- [EXTRAIT PRÉSENTÉ]:
┄┄┄┄┄┄┄┄┄┄
Le nombre de motos ne cesse d’augmenter et, avec lui, les plaintes pour nuisances sonores. Les initiatives politiques se sont multipliées. Une commission du Conseil national exige des mesures.

18 nov. 2020, 00:01
/ Màj. le 18 nov. 2020 à 06:42
Cet été, près de 200 motards avaient manifesté au sommet du col du Gothard, en opposition au projet de la conseillère nationale  Gabriela Suter(PS/AG) d’interdire de conduire des «motos bruyantes» en Suisse.

«Nous ne nous laisserons pas prendre notre liberté»: c’est le slogan qu’un groupe de motards a brandi, cet été, contre un projet d’interdiction des deux-roues produisant plus de 95 décibels (dB) déposé par Gabriela Suter, conseillère nationale socialiste argovienne. Cette dernière a, pourtant, été suivie, hier, par la majorité de sa commission, qui a adopté une motion «pour mettre fin au vacarme des moteurs.»

 

 

Cette année, près de 28 000 nouvelles motos et nouveaux scooters ont été vendus, en Suisse, entre janvier et fin octobre, 20% de plus que lors de la même période de l’année précédente. Un record absolu, s’est réjoui motosuisse, l’association des importateurs suisses de motos et scooters. Mais ces ventes ne font pas que des heureux: le nombre de plaintes pour nuisances sonores provoquées par des motos ne cesse, aussi, d’augmenter, confirme Sophie Hoehn, cheffe de la section «bruit routier» à l’Office fédéral de l’environnement (Ofev).

Sensibilité accrue

Parmi les possibles raisons à cela: «Beaucoup de personnes ne comprennent pas que l’Etat investisse des millions dans l’infrastructure – des revêtements absorbant le bruit – mais que quelques voitures ou motos réduisent ces progrès à néant», poursuit la spécialiste.
┄┄┄┄┄┄┄┄┄┄
- [DONNÉES FOURNIES]:
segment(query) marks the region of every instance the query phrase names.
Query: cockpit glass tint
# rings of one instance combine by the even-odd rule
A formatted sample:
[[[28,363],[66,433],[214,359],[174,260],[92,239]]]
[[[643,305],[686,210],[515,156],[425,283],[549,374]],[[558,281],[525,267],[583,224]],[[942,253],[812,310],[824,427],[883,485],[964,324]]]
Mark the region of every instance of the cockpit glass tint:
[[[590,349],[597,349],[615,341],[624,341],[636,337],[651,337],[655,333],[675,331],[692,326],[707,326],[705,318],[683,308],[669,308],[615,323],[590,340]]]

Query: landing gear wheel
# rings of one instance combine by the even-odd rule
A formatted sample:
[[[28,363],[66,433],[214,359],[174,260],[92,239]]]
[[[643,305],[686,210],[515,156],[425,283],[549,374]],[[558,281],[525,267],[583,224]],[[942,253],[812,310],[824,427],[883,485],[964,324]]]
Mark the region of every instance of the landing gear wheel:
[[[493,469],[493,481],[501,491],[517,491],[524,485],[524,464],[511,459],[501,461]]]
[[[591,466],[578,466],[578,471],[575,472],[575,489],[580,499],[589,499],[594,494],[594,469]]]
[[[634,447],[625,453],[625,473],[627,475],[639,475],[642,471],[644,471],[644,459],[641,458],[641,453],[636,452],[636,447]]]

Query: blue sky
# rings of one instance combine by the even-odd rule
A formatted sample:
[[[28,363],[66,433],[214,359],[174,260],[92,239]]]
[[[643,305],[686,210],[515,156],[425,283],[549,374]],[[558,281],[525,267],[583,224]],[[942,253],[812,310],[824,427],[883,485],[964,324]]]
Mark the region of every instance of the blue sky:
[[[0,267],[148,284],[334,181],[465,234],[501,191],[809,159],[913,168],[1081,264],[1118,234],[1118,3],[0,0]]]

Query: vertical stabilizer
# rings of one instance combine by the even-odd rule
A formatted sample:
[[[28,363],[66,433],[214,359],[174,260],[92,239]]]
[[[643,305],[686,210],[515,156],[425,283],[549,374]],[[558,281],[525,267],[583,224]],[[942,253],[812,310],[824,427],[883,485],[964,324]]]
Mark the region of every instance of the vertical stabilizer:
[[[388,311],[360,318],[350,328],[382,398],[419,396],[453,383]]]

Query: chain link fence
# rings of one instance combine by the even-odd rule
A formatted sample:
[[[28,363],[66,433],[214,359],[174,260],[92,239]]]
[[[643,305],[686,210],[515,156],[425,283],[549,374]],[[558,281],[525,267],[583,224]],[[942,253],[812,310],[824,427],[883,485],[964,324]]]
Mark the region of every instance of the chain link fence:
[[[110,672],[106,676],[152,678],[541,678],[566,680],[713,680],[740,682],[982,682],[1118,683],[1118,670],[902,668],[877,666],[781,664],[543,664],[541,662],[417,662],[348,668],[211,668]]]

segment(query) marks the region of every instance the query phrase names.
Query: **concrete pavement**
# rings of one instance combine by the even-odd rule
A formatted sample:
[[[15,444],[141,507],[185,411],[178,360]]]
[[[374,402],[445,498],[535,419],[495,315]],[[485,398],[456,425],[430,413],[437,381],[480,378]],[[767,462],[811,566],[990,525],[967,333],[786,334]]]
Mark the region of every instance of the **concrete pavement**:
┄┄┄┄┄┄┄┄┄┄
- [CONSIGNE]: Pouvez-vous recopier à l'identique, dans l'article ci-dessus sur le bruit des motos, tout ce qui va de « Le nombre de motos » jusqu'à « exige des mesures. » ?

- [RÉSULTAT]:
Le nombre de motos ne cesse d’augmenter et, avec lui, les plaintes pour nuisances sonores. Les initiatives politiques se sont multipliées. Une commission du Conseil national exige des mesures.